Saved entries:
━━━━
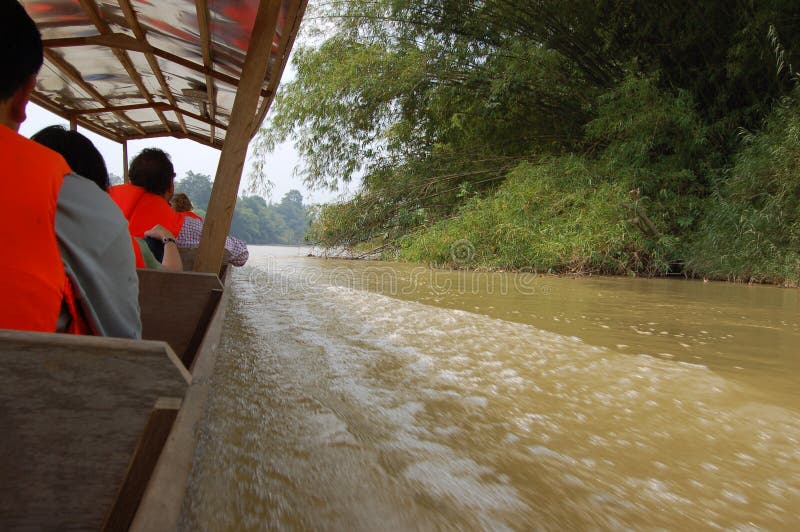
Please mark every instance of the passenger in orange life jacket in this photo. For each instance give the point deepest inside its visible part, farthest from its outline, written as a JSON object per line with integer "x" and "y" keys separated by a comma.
{"x": 145, "y": 202}
{"x": 85, "y": 160}
{"x": 72, "y": 269}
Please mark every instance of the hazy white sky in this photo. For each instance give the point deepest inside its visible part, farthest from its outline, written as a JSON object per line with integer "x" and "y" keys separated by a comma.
{"x": 188, "y": 155}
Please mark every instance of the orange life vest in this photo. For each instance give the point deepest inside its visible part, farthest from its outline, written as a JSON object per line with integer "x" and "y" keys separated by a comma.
{"x": 33, "y": 283}
{"x": 137, "y": 252}
{"x": 144, "y": 210}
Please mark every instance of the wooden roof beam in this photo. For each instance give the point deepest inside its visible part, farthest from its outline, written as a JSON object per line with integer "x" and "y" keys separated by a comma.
━━━━
• [Action item]
Your copy should hold each line above exactly and no pictures at all.

• [Answer space]
Please mark every instance of the passenger in orange life jacket in this photo. For each instance give the point deepest inside its visible part, farthest from its outline, written as a JSON object per line with integer "x" and "y" keys separated by a comma.
{"x": 145, "y": 202}
{"x": 85, "y": 160}
{"x": 72, "y": 269}
Please mark every instance of the hazy white sky in this photo. For each instance give the point deepest inside its visible part, farthest from its outline, written as a JSON object per line with integer "x" and "y" keys separated by a comma.
{"x": 188, "y": 155}
Please mark every instance of the orange life vest in this photo. For each instance give the point deepest inside its visible part, farthest from its outline, written as a JSON object per line with integer "x" and "y" keys separated by a comma.
{"x": 33, "y": 283}
{"x": 137, "y": 252}
{"x": 144, "y": 210}
Please mark every instance of the wooden roof beam in this photo. For each instance give the point deepest inside its visible part, farthest from its outline, written as a JSON object per line with integer "x" and "y" keys separated by a comma.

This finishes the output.